Short exercise:
Change "tail fin" to "tail section" in the records between the lines holding "Practice. Indicate each instance of the white fuselage" and "x=1352, y=344", inclusive, and write out those lines again with nothing else altered.

Rows from a pointing dataset
------------------------------------------------------------

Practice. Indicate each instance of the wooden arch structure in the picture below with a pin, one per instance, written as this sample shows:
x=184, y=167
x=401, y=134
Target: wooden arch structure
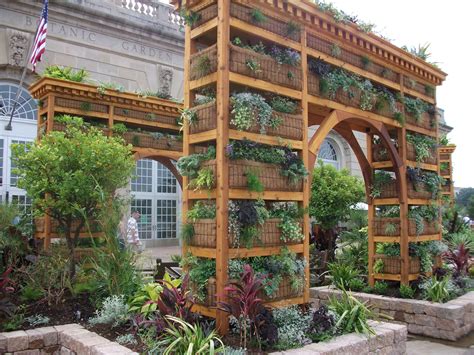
x=151, y=126
x=301, y=26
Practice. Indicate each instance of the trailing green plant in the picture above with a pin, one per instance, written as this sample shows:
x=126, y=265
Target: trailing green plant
x=406, y=291
x=258, y=16
x=249, y=109
x=181, y=337
x=65, y=73
x=114, y=311
x=190, y=17
x=352, y=314
x=424, y=146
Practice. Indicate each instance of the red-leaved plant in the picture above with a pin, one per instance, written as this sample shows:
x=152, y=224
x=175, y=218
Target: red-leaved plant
x=243, y=303
x=459, y=258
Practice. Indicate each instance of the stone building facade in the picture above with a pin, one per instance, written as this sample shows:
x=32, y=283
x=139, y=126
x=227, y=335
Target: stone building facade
x=135, y=43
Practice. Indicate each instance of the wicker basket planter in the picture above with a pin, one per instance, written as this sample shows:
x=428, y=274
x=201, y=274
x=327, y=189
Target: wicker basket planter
x=389, y=190
x=284, y=291
x=392, y=264
x=418, y=191
x=429, y=228
x=270, y=24
x=380, y=153
x=269, y=69
x=411, y=154
x=269, y=175
x=145, y=140
x=380, y=226
x=206, y=14
x=291, y=126
x=209, y=57
x=426, y=121
x=205, y=234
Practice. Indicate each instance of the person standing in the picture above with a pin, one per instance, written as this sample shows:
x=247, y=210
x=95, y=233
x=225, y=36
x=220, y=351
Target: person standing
x=132, y=232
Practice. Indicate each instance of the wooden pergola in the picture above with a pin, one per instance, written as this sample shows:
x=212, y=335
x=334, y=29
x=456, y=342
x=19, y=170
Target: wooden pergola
x=104, y=108
x=318, y=35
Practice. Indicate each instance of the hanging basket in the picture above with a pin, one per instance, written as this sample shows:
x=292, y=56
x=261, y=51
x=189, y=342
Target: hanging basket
x=205, y=235
x=411, y=154
x=270, y=24
x=269, y=175
x=144, y=140
x=429, y=228
x=381, y=226
x=392, y=264
x=267, y=68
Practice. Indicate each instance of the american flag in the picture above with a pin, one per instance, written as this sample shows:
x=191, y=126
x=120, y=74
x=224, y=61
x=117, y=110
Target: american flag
x=39, y=45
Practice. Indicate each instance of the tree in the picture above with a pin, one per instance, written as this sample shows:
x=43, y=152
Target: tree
x=71, y=175
x=333, y=193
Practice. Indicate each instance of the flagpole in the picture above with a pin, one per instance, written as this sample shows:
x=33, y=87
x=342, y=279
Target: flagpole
x=8, y=127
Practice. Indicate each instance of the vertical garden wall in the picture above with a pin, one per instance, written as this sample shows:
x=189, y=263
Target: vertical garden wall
x=258, y=74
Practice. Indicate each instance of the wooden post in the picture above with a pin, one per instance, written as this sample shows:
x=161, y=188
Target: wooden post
x=370, y=218
x=222, y=166
x=305, y=157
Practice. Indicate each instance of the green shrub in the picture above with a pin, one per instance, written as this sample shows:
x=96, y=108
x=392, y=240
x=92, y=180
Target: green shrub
x=406, y=291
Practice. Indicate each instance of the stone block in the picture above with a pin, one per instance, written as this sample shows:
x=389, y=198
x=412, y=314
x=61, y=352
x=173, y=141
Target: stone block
x=50, y=335
x=16, y=341
x=35, y=339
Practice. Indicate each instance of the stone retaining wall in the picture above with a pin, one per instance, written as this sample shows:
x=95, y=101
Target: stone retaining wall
x=389, y=339
x=68, y=339
x=451, y=320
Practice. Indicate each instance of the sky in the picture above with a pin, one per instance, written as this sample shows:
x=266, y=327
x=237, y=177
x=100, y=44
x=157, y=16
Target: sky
x=447, y=27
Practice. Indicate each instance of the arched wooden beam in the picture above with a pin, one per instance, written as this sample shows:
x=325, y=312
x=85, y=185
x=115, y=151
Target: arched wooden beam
x=166, y=161
x=335, y=118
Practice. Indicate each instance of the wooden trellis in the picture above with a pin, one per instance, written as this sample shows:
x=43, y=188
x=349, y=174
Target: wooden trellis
x=337, y=44
x=104, y=108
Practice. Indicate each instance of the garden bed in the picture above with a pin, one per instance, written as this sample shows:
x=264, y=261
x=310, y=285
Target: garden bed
x=69, y=339
x=451, y=320
x=388, y=339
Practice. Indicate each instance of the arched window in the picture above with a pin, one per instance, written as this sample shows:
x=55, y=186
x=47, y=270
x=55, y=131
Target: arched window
x=328, y=153
x=26, y=107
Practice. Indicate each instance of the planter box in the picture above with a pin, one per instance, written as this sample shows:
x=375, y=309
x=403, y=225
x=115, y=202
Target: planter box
x=269, y=70
x=284, y=291
x=205, y=234
x=291, y=126
x=451, y=320
x=411, y=155
x=392, y=264
x=270, y=24
x=68, y=339
x=146, y=140
x=269, y=175
x=389, y=338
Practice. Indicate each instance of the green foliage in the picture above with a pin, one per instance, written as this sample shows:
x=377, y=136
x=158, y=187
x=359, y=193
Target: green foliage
x=119, y=128
x=342, y=274
x=181, y=337
x=352, y=314
x=65, y=73
x=72, y=175
x=258, y=16
x=424, y=146
x=406, y=291
x=249, y=109
x=333, y=194
x=380, y=287
x=114, y=311
x=253, y=181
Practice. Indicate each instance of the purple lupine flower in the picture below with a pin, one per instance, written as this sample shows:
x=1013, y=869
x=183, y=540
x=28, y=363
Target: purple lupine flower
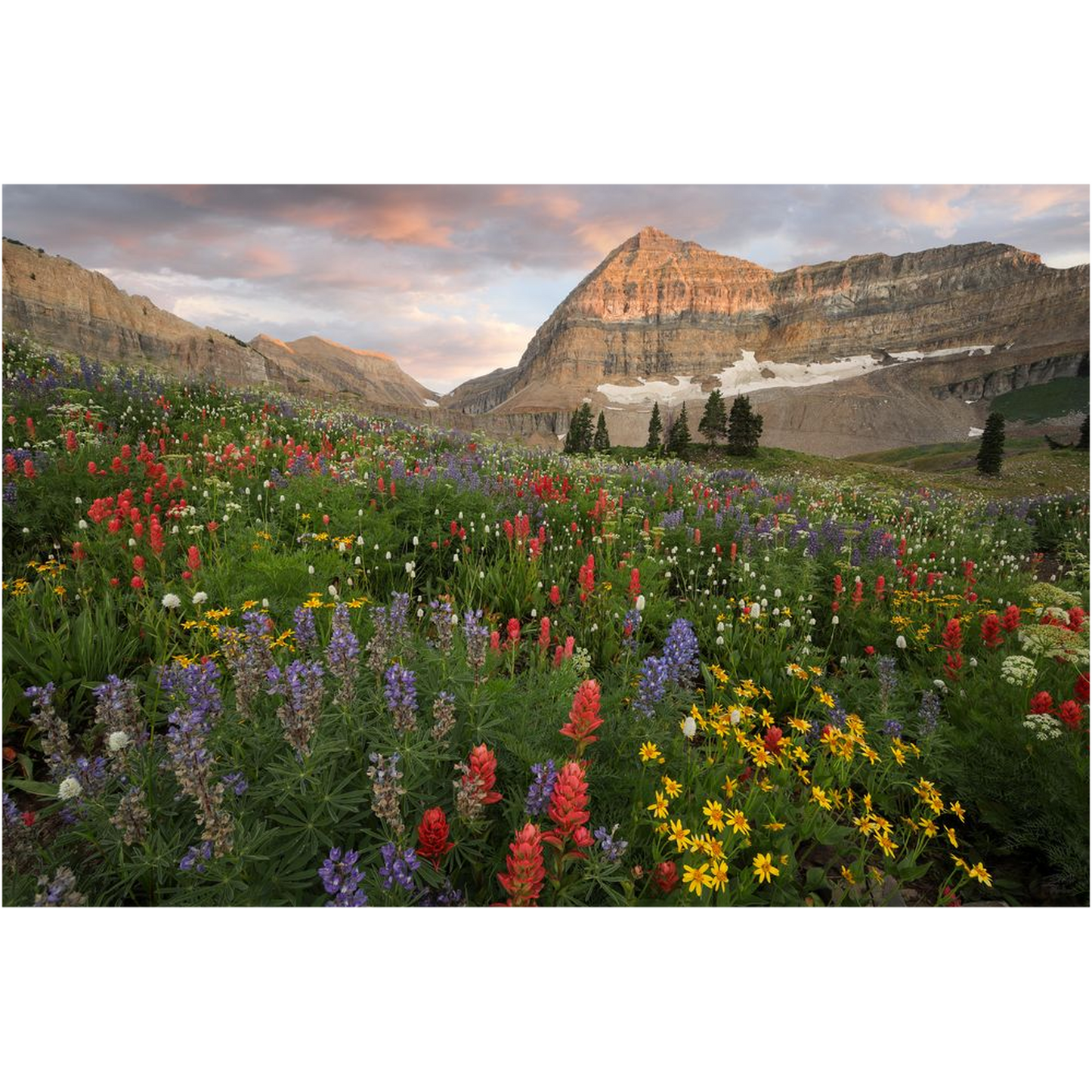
x=401, y=692
x=194, y=688
x=651, y=685
x=680, y=652
x=398, y=868
x=476, y=637
x=610, y=846
x=342, y=878
x=302, y=621
x=342, y=653
x=196, y=856
x=301, y=688
x=542, y=787
x=118, y=710
x=444, y=621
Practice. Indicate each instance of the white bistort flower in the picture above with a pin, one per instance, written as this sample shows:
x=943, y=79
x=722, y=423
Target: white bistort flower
x=69, y=789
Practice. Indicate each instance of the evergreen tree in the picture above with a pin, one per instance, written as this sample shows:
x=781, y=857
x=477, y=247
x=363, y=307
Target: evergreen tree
x=579, y=439
x=679, y=437
x=745, y=427
x=993, y=446
x=602, y=438
x=655, y=428
x=714, y=421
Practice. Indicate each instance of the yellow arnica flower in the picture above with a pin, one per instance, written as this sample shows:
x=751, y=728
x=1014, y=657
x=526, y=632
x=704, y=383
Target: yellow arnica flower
x=979, y=874
x=697, y=879
x=765, y=868
x=679, y=834
x=714, y=815
x=660, y=807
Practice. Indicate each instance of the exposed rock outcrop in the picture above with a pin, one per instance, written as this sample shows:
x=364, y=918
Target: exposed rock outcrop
x=824, y=348
x=70, y=308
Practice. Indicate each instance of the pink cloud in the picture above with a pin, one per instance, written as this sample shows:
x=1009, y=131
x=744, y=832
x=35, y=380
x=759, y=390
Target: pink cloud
x=935, y=208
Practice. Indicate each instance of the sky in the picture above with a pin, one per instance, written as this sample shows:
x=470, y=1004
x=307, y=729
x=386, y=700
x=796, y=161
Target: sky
x=453, y=281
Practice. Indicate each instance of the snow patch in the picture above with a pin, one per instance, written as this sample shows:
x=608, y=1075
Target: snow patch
x=936, y=354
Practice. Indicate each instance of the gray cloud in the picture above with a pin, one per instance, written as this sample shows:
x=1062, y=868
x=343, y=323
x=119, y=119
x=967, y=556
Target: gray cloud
x=453, y=280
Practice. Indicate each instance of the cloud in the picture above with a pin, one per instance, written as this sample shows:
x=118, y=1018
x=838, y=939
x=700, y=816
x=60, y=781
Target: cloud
x=453, y=280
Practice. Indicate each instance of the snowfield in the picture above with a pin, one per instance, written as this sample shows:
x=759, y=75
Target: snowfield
x=750, y=375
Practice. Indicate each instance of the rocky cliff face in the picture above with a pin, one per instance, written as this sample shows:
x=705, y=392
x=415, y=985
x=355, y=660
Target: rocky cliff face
x=662, y=320
x=326, y=367
x=70, y=308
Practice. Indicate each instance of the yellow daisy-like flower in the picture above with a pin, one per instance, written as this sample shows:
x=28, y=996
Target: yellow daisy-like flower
x=697, y=879
x=886, y=844
x=719, y=876
x=659, y=809
x=765, y=868
x=979, y=874
x=679, y=834
x=714, y=815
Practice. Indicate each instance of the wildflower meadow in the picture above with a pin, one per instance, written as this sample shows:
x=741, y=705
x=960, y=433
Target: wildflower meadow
x=264, y=651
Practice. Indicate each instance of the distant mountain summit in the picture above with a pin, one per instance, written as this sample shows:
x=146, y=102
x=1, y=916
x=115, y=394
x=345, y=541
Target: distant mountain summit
x=829, y=351
x=70, y=308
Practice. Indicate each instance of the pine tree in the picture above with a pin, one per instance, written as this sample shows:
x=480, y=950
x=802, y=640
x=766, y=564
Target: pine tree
x=579, y=438
x=679, y=437
x=655, y=428
x=745, y=427
x=714, y=421
x=602, y=439
x=991, y=448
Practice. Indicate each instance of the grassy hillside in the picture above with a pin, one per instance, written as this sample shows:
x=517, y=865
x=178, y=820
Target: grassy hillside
x=1056, y=399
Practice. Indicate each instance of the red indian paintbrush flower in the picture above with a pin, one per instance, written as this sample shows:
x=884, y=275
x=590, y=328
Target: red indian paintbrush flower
x=432, y=842
x=1070, y=713
x=568, y=804
x=991, y=631
x=665, y=876
x=952, y=638
x=481, y=767
x=584, y=716
x=523, y=881
x=1042, y=702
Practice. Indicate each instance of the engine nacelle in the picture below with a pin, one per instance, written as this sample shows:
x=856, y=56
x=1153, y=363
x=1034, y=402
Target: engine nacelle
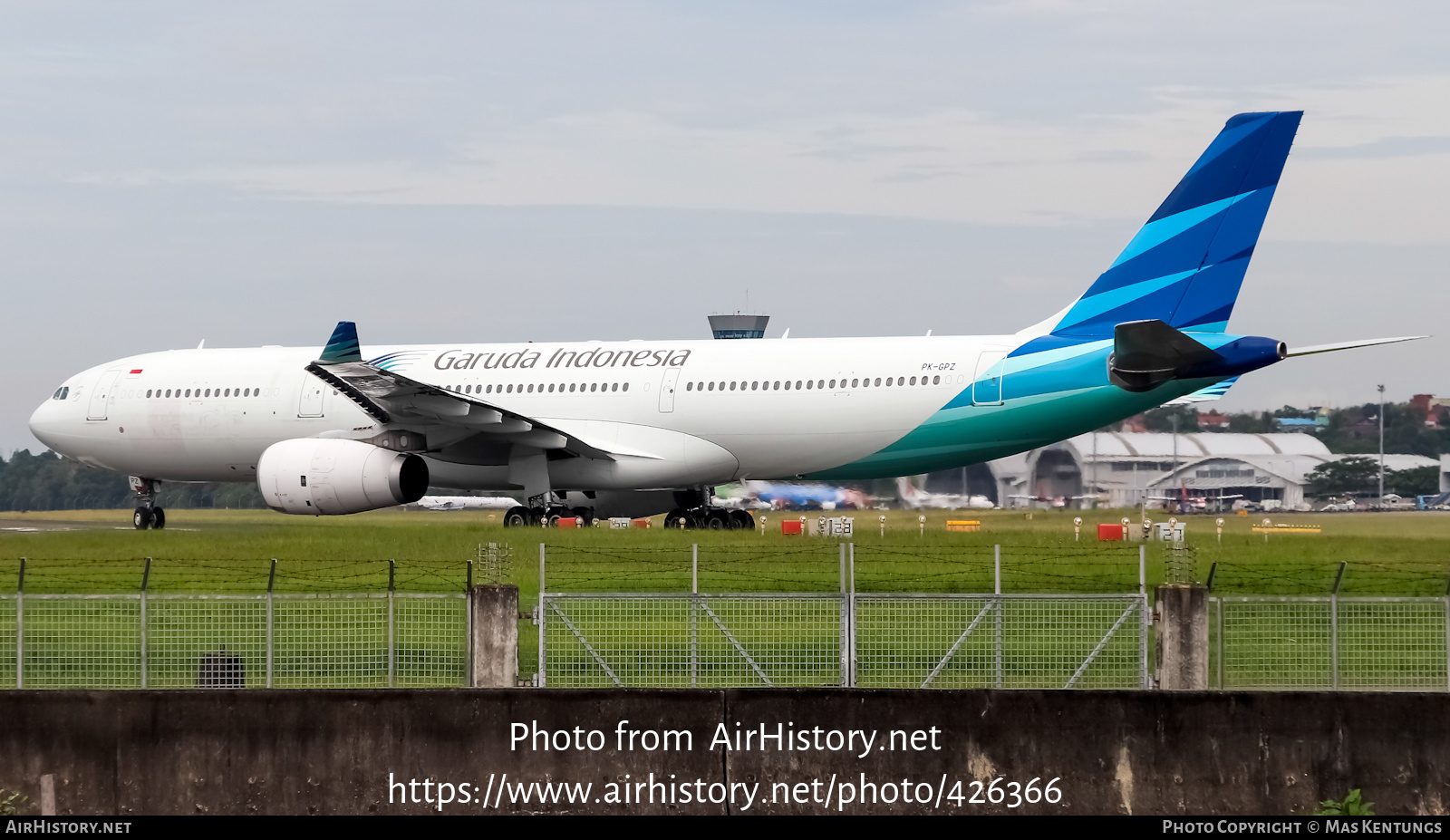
x=326, y=476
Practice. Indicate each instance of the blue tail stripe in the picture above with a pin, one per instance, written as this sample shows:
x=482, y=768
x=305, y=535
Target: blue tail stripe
x=1155, y=234
x=343, y=345
x=1089, y=308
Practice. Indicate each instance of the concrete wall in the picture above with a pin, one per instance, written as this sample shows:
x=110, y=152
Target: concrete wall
x=333, y=752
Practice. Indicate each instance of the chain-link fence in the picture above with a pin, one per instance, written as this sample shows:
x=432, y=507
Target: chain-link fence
x=280, y=640
x=1331, y=642
x=819, y=637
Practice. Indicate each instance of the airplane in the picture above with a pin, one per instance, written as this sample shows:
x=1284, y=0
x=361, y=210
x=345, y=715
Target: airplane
x=1186, y=504
x=776, y=495
x=466, y=502
x=644, y=427
x=1051, y=501
x=914, y=497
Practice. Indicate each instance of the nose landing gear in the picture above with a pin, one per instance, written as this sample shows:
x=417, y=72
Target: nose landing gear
x=147, y=514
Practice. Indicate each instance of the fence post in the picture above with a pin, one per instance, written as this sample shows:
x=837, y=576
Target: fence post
x=1446, y=600
x=145, y=579
x=850, y=571
x=1145, y=620
x=997, y=637
x=540, y=618
x=495, y=643
x=392, y=649
x=695, y=596
x=19, y=629
x=468, y=624
x=846, y=623
x=272, y=581
x=1182, y=636
x=1334, y=629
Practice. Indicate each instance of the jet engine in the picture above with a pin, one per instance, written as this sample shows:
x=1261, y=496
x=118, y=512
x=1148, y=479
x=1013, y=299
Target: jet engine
x=326, y=476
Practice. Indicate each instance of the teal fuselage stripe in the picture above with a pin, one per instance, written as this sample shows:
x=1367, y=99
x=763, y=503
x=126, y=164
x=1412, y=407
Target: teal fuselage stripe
x=1043, y=405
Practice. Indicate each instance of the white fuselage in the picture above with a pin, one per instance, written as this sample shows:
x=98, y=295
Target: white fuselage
x=673, y=414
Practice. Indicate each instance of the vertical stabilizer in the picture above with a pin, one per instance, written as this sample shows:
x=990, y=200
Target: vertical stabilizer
x=1186, y=263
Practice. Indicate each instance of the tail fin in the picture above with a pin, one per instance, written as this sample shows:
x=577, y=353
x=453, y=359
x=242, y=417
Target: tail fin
x=1188, y=261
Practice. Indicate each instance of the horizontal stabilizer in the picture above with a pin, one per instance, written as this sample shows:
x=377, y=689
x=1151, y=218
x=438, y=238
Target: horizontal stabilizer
x=1153, y=345
x=1210, y=393
x=1352, y=344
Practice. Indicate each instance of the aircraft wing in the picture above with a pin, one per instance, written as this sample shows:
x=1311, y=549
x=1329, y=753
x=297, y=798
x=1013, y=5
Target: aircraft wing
x=395, y=400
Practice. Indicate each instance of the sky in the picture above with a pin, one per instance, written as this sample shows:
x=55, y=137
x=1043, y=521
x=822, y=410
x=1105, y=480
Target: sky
x=254, y=173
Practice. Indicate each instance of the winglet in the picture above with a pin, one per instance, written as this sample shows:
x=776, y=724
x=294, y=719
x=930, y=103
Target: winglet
x=343, y=345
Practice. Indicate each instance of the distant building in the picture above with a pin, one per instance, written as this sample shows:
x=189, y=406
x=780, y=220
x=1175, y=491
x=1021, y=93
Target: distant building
x=739, y=325
x=1126, y=468
x=1298, y=424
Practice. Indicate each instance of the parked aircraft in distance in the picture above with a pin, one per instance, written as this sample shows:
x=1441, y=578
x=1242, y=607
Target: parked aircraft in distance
x=778, y=495
x=914, y=497
x=466, y=502
x=1184, y=502
x=645, y=427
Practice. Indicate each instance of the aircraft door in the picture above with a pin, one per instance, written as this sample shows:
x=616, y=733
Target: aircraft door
x=311, y=401
x=102, y=395
x=986, y=383
x=667, y=389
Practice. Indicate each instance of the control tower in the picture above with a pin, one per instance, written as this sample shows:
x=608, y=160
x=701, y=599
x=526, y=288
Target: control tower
x=739, y=325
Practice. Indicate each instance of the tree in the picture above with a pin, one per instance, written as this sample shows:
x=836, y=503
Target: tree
x=1413, y=482
x=1346, y=476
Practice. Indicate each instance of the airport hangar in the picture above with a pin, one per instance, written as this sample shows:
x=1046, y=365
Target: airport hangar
x=1128, y=466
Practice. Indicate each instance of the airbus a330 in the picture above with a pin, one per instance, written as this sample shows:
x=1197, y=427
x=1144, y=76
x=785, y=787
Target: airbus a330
x=644, y=427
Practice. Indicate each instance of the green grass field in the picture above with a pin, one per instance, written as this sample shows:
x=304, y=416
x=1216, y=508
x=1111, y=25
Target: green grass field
x=96, y=552
x=231, y=553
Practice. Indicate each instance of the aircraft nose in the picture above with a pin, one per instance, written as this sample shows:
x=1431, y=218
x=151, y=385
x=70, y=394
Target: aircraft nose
x=47, y=421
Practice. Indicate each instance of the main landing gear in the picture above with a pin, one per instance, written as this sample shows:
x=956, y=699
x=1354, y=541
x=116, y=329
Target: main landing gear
x=522, y=517
x=710, y=519
x=147, y=516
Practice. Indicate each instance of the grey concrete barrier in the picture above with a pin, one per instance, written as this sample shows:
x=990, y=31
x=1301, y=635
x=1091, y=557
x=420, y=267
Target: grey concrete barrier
x=722, y=752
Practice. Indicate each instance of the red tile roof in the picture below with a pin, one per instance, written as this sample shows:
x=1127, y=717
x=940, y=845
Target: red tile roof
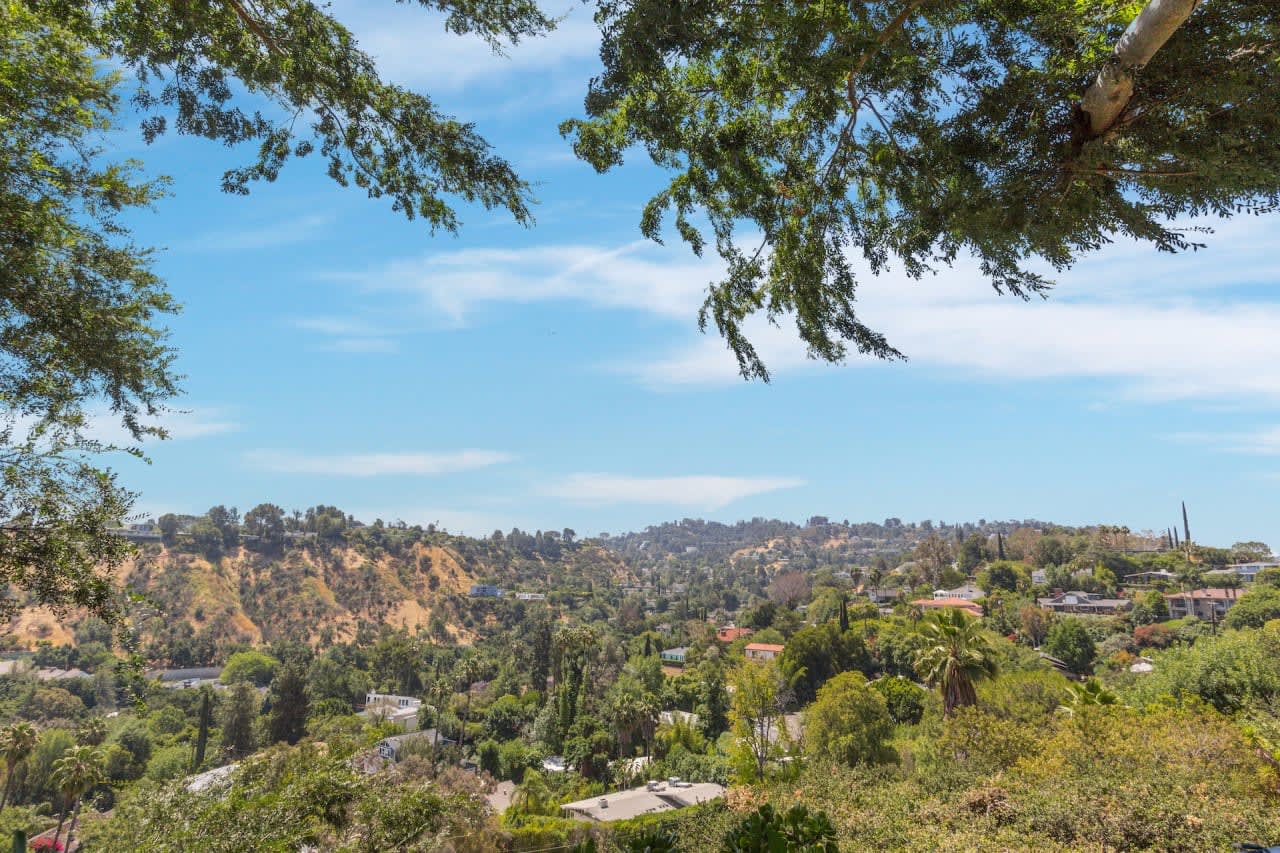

------------------------------------------------------------

Finished task:
Practice. Indicate each instance of the white fuselage in the picture above with a pin, one per instance, written as this sample shows:
x=98, y=295
Target: white fuselage
x=673, y=414
Practice. Indicate each instance of the vertical stabilizer in the picture above with a pin, one per instance, written as this sample shows:
x=990, y=200
Target: vertical stabilizer
x=1186, y=263
Practice. Indicate each instance of the tail section in the picture above with a pin, one per instance, written as this sample shows:
x=577, y=353
x=453, y=359
x=242, y=417
Target: tail section
x=1188, y=261
Practice. Indicate each instance of the horizontal stabilizer in the picture above with a pin, one per instance, written as this sample shows:
x=377, y=689
x=1151, y=218
x=438, y=238
Target: horizontal stabilizer
x=1153, y=345
x=1210, y=393
x=1352, y=344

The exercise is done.